#### WHAT IS REQUIRED:
Copy the material below word for word, beginning with the line that contains "Return one point per instance of the arched" and continuing through the line that contains "x=199 y=282". Omit the pictures.

#### ROWS:
_____

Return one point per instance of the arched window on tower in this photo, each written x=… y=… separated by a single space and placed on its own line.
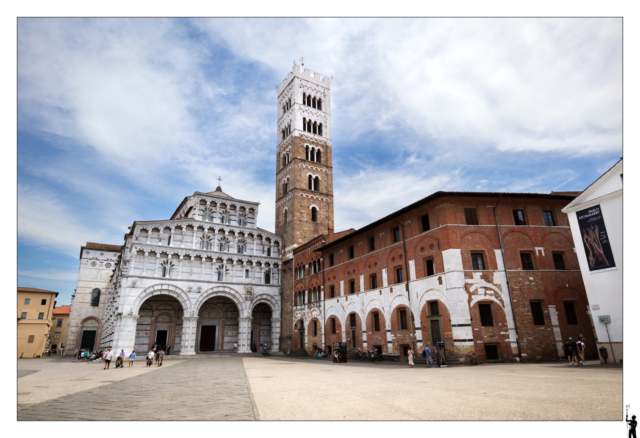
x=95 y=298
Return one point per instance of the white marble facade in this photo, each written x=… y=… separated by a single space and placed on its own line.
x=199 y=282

_____

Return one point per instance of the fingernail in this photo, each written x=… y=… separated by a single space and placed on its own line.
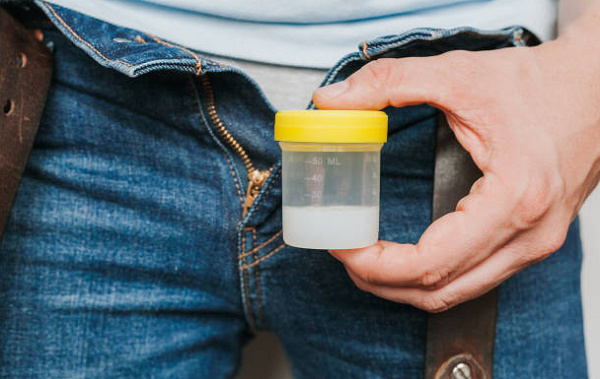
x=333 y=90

_____

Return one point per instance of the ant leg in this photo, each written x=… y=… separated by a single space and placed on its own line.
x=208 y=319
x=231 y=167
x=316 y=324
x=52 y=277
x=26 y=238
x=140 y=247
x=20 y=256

_____

#### WORKED SOLUTION:
Return one point per instance of the arched window on tower in this photo, each written x=… y=… separated by a single space and placed on its own line.
x=95 y=298
Return one point per instance of the white marble facade in this photo, each written x=… y=… separated by a single space and placed on its own line.
x=199 y=282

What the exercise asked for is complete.